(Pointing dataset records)

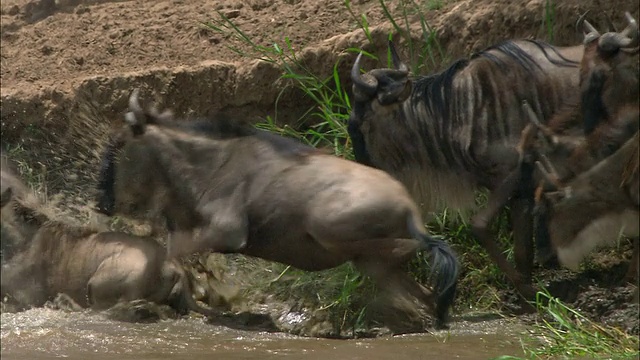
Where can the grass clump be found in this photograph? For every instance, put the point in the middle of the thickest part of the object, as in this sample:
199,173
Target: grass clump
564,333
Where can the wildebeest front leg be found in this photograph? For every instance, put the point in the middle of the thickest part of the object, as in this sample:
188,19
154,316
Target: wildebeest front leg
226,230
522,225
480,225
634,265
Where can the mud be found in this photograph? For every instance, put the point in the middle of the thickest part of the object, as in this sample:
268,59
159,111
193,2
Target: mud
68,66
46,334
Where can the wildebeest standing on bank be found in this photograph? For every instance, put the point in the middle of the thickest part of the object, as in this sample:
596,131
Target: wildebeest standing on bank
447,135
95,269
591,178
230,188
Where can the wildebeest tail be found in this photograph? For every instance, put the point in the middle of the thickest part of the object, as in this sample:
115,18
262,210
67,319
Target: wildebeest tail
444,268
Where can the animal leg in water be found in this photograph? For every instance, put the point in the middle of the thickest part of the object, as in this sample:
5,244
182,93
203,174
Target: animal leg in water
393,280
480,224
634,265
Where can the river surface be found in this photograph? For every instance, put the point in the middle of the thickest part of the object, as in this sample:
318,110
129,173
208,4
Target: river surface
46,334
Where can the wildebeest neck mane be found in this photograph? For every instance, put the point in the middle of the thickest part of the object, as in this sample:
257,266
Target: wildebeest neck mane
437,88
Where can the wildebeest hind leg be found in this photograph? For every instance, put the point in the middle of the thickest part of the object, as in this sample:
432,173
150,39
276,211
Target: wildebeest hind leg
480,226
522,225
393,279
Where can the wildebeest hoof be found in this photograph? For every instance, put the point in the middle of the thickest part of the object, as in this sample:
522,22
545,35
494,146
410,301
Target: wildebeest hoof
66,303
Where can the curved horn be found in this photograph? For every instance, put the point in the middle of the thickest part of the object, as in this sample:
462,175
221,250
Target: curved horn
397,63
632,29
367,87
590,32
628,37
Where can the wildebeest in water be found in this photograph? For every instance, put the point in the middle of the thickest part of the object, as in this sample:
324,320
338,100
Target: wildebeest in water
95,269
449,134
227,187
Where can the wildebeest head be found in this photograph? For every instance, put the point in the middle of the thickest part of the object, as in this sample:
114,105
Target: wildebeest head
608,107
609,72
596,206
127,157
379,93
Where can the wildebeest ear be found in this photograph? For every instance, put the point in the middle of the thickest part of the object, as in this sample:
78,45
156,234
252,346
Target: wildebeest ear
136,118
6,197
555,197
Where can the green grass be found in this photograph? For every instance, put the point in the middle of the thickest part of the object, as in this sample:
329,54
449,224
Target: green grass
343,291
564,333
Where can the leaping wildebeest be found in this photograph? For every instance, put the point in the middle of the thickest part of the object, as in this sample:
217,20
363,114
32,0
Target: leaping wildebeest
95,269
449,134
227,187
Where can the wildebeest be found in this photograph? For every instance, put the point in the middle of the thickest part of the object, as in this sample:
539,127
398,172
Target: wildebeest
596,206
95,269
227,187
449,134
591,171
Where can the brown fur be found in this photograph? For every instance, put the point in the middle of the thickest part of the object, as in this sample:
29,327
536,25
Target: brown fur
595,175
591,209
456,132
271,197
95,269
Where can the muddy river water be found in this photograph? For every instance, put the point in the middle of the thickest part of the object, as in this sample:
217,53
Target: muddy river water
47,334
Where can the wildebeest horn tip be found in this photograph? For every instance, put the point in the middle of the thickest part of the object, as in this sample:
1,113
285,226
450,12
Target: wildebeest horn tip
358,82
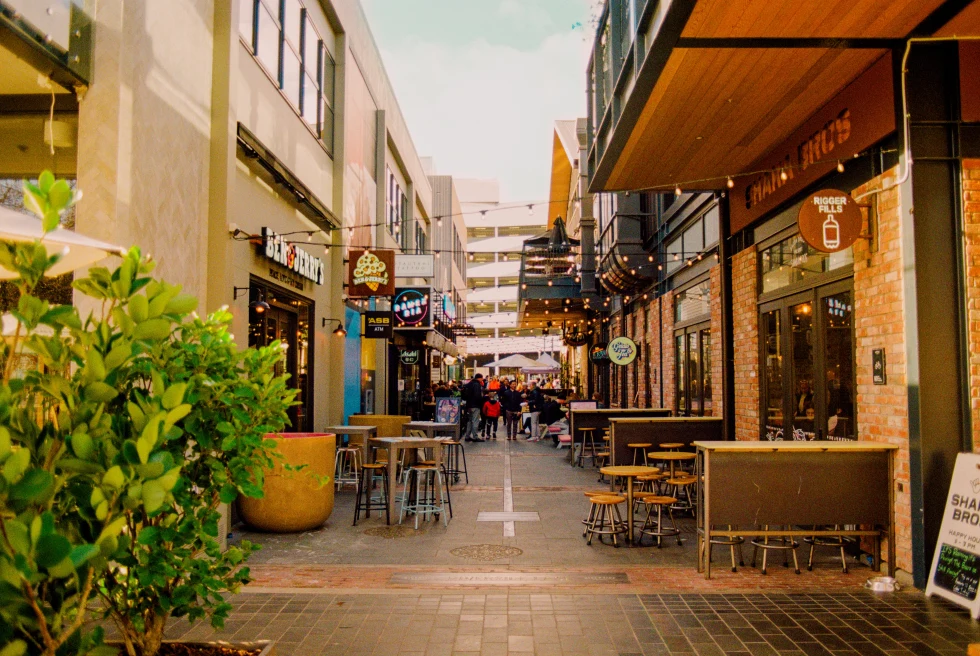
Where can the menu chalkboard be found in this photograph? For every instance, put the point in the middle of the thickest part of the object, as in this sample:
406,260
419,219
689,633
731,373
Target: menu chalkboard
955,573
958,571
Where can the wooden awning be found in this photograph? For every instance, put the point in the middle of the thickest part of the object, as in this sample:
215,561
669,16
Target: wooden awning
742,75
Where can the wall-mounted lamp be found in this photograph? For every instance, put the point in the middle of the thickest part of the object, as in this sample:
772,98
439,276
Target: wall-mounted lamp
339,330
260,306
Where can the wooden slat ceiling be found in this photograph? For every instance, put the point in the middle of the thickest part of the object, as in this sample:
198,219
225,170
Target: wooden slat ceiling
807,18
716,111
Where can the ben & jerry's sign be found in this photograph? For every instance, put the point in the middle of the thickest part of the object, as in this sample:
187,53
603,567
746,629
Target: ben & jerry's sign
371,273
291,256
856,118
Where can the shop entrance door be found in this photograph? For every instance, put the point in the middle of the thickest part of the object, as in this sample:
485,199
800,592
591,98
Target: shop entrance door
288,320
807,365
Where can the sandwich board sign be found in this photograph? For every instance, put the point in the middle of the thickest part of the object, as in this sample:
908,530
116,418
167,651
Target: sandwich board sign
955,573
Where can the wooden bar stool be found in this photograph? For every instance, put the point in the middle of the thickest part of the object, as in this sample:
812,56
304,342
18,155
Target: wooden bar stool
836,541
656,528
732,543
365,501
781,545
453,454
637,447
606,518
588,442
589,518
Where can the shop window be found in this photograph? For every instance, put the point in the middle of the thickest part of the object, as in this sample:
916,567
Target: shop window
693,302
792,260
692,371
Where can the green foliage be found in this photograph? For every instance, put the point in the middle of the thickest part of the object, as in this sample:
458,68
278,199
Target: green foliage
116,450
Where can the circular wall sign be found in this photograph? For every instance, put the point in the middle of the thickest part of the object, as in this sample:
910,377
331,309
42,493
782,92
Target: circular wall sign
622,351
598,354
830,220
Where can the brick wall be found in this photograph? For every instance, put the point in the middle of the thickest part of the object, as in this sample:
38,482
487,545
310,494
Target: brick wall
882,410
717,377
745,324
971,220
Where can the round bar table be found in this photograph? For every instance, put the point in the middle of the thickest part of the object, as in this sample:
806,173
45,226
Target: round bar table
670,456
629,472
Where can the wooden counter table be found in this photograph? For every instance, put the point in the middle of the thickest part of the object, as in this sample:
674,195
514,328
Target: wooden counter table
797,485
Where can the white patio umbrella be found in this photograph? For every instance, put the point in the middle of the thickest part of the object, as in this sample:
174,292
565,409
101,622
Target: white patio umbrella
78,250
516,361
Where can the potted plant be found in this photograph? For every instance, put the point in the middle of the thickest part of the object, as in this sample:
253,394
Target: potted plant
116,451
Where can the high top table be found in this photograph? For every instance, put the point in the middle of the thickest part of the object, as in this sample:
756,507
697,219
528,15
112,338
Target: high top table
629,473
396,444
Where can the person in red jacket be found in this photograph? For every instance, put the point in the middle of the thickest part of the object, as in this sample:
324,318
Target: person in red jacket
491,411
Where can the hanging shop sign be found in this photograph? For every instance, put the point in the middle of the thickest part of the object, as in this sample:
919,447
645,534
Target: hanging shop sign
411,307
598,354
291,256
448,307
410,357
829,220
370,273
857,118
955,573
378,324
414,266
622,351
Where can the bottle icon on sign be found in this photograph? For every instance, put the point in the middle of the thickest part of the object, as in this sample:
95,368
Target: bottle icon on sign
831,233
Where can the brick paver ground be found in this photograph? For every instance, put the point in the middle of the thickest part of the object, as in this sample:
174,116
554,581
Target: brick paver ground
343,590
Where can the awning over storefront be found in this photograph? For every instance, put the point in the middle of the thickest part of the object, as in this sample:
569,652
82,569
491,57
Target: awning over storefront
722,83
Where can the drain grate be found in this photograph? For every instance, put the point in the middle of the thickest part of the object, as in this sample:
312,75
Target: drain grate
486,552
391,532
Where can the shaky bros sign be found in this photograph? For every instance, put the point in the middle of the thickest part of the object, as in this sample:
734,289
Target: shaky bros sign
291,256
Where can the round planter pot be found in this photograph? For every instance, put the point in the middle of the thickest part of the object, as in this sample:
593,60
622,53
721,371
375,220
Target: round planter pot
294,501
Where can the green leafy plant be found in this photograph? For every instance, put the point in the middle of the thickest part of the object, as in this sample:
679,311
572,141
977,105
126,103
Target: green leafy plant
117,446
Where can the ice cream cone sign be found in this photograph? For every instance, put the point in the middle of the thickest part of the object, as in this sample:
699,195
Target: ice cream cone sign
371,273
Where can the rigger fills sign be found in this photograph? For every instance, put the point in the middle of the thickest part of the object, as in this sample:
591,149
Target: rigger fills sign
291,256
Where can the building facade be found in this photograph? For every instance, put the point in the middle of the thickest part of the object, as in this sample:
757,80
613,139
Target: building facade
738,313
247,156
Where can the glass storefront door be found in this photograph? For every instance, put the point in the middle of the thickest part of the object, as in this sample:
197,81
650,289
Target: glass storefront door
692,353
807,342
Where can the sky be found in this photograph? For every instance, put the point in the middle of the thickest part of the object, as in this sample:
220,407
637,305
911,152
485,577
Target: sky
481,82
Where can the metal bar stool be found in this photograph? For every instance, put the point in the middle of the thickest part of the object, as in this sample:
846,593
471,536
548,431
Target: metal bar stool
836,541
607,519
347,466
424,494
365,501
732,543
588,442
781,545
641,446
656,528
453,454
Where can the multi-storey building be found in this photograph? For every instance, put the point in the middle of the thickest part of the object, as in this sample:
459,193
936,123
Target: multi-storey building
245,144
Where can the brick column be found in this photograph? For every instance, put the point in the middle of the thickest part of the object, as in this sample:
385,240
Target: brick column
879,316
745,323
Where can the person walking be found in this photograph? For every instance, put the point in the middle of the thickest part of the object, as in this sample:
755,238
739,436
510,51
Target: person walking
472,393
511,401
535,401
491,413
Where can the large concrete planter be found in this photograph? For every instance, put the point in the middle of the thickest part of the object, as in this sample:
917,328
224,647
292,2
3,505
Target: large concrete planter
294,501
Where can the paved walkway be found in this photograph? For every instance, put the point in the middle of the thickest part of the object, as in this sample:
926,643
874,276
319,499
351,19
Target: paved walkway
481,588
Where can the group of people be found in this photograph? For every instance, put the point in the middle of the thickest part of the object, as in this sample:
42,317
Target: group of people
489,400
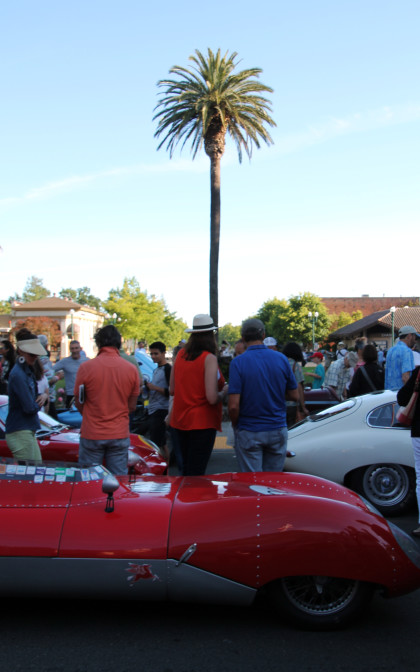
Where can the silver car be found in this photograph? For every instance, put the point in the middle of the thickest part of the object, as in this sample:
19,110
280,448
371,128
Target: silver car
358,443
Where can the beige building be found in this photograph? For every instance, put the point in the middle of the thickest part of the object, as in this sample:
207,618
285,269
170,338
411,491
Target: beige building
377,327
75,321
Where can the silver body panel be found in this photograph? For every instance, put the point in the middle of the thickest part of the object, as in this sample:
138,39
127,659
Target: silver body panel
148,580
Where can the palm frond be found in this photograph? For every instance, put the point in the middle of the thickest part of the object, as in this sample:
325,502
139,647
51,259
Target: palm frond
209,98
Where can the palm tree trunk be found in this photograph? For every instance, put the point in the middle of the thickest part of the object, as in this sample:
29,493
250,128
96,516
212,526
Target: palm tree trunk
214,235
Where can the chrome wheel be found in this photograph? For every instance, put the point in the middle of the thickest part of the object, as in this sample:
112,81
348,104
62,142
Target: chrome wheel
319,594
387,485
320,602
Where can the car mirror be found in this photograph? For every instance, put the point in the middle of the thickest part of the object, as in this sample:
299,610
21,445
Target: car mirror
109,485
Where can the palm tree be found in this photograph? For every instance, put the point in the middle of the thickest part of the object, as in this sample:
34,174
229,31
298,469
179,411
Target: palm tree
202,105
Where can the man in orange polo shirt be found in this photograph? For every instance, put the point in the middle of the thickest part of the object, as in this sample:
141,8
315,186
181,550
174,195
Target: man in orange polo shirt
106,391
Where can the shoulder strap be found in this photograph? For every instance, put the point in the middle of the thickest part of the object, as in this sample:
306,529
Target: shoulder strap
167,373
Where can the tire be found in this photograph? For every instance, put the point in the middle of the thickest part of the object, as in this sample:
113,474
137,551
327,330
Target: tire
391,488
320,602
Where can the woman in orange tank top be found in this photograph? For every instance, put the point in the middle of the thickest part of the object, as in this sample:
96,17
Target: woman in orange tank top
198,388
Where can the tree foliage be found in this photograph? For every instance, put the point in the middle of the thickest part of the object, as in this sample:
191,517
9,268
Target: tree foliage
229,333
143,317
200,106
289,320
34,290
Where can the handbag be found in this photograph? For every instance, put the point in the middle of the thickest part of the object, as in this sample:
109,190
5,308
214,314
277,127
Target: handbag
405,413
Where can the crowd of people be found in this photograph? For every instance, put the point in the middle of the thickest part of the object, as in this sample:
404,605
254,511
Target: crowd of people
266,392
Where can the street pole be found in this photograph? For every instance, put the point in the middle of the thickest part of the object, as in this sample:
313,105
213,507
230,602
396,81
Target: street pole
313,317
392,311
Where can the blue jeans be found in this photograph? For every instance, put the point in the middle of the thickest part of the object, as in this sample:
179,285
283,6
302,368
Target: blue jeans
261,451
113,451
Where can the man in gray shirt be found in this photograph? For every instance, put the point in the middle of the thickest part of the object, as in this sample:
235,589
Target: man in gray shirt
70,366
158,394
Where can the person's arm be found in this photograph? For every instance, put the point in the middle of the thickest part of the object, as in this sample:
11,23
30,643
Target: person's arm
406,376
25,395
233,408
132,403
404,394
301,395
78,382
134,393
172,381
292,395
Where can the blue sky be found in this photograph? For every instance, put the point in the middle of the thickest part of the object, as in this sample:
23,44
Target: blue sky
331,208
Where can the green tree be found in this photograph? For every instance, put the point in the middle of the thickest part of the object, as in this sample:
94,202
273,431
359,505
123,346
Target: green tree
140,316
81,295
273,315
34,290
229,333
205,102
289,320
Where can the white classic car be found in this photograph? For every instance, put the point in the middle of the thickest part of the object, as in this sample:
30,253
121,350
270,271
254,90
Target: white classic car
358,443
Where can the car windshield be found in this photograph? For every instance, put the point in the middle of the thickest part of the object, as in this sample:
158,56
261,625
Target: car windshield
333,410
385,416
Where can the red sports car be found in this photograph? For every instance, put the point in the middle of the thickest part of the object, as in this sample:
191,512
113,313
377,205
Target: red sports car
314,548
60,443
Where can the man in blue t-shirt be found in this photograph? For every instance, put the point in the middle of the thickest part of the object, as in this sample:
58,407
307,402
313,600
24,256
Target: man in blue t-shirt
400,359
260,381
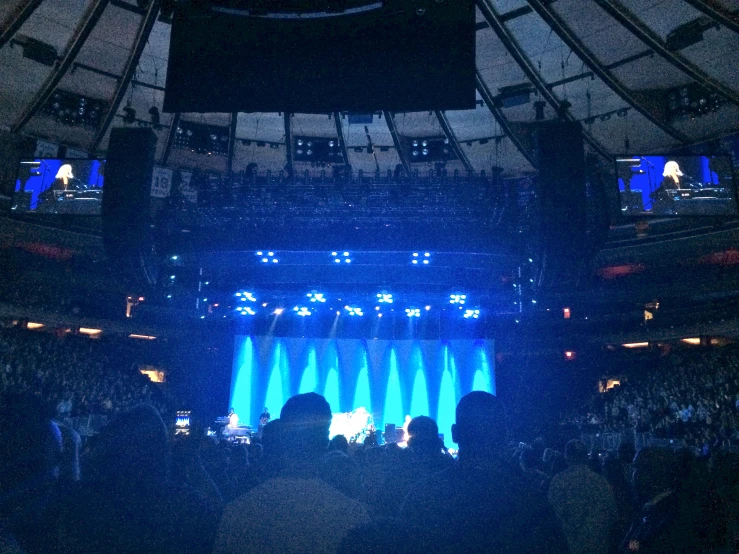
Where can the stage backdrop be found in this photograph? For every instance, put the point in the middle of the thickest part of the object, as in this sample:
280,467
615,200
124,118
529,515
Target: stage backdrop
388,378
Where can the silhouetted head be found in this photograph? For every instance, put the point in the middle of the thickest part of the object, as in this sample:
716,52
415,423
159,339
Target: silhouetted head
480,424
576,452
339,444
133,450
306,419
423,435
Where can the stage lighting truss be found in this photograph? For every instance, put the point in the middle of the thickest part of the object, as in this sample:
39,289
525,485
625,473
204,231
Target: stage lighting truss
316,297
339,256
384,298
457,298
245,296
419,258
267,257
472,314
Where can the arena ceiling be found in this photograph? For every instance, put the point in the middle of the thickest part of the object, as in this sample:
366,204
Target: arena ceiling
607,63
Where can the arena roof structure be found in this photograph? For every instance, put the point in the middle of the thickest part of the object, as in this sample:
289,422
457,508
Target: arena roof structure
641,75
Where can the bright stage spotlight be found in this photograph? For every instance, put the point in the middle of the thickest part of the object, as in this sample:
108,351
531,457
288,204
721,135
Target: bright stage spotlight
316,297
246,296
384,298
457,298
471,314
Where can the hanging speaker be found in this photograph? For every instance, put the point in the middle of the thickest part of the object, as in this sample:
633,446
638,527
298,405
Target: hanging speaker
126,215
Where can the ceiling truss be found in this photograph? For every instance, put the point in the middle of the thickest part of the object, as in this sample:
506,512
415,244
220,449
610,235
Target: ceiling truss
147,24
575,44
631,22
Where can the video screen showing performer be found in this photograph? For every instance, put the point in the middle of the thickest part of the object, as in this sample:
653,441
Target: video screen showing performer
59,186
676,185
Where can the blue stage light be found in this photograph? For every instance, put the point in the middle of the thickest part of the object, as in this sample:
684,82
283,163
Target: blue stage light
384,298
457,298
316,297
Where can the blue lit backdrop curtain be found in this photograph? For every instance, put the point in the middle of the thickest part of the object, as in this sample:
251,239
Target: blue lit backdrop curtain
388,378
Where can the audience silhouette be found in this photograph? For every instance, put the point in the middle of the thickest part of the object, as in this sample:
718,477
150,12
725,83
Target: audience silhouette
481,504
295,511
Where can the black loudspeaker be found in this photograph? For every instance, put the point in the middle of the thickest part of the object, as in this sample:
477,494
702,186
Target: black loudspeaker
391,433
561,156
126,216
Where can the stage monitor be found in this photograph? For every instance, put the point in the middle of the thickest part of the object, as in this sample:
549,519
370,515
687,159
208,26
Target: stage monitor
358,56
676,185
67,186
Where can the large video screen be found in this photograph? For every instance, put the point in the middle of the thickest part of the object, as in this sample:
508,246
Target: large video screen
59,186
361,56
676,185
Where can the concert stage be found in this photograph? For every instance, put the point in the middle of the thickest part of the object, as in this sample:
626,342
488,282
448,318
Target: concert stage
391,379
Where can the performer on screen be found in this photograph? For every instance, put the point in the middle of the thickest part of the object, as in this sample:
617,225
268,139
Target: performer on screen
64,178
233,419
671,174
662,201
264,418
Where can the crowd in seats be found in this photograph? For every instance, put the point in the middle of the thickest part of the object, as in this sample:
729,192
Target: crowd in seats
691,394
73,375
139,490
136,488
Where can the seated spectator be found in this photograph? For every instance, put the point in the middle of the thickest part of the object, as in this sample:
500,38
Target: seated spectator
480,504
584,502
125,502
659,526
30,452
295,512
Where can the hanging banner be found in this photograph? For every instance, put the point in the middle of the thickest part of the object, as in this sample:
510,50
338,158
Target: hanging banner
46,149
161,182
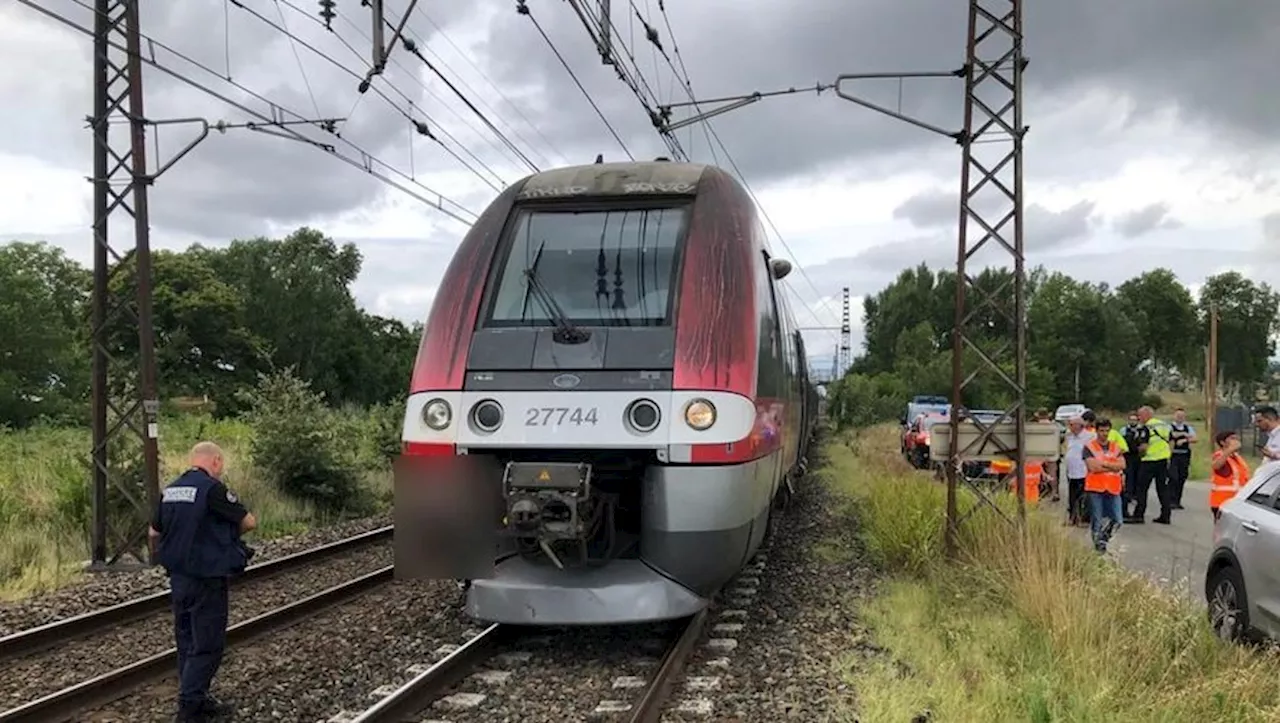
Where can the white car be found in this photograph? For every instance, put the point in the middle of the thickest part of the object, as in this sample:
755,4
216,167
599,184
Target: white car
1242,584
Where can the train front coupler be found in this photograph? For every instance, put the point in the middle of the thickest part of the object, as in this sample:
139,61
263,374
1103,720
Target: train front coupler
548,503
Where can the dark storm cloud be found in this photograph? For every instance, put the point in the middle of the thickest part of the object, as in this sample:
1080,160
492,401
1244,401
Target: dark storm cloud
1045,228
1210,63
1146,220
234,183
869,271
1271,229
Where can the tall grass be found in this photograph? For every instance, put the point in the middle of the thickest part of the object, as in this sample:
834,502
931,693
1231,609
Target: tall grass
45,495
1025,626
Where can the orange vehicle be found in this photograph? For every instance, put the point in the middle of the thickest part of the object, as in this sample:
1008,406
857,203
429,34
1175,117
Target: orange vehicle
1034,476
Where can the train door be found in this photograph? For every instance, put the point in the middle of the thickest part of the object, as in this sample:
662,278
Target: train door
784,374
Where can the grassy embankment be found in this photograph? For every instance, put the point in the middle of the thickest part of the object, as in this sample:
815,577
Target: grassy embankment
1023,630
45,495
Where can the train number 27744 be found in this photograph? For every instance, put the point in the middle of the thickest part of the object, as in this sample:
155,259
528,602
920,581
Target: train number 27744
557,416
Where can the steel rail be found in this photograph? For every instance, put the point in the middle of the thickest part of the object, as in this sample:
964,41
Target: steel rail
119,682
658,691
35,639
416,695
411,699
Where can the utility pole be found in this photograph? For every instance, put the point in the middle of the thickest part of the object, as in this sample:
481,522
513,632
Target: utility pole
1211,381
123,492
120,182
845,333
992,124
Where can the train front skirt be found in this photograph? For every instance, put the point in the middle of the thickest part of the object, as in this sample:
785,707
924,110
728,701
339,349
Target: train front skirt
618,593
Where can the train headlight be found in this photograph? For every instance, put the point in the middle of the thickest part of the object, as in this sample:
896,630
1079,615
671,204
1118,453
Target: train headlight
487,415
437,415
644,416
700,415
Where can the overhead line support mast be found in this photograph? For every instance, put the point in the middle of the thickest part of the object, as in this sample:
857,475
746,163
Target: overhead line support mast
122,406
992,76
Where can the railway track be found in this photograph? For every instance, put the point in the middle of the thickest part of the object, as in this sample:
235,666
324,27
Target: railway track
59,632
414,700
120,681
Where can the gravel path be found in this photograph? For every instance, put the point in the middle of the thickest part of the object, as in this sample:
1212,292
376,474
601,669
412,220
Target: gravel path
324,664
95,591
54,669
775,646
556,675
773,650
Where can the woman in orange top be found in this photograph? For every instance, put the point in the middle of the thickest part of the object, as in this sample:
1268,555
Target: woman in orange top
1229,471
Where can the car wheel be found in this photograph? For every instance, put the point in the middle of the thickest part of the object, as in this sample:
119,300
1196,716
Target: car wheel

Problem statement
Reproduce exactly the line containing "Where can the steel" and every line after it through the end of the records above, and nothing else.

Output for this exercise
Where can the steel rail be found in this photograph? For every instance, put the point in the middle of the thickest part of the object, as in this sample:
964,41
Target: steel rail
119,682
658,691
35,639
416,695
411,699
Where can the utility pole be found in this photograph? For every instance, put the point in the middle of the thickest part of the object, as in this sample:
481,522
513,632
Target: utility pole
1211,381
123,492
120,182
845,333
992,124
Where can the train front skirt be found in this photograph? For every instance, put the point in the middle of the thickest part of the object, as in this sample:
785,707
924,110
728,701
339,349
Target: train front skirt
618,593
Where can the train headlight be found in this photograph? For every instance, put the point in the middle of the thickest part of the object, as in this sample:
896,630
1079,615
671,204
1118,453
Target: train headlight
487,415
437,415
644,416
700,415
Where can the overhead line support mast be found in this photograph? For every instance, put the point in the middle of the thickest part of the object, as in this sample:
857,475
746,163
Target: overhead line support mast
122,406
992,76
Where can the railway track be found in this photograph? For every instance, put the point in the middle of the thickest part of the object, as in this sample:
235,666
324,27
Target: railway track
59,632
414,700
120,681
Where can the gravel path be found in this photograph? For every instance, put the point in the middle of the thickest part of the object, as in this sample:
1212,292
376,474
601,669
412,220
Target: gravel path
324,664
95,591
54,669
775,646
556,675
773,650
Where can the woman in orange top be found in this photograph? For every instance, put the point in the middle of the thickest part of the object, as in this sample:
1268,555
Target: woman in orange top
1229,471
Where can the car wheel be found in this photograph? For every instance, put the point in the middle of the thickest part of the object, as in this sample:
119,300
1196,716
Target: car wheel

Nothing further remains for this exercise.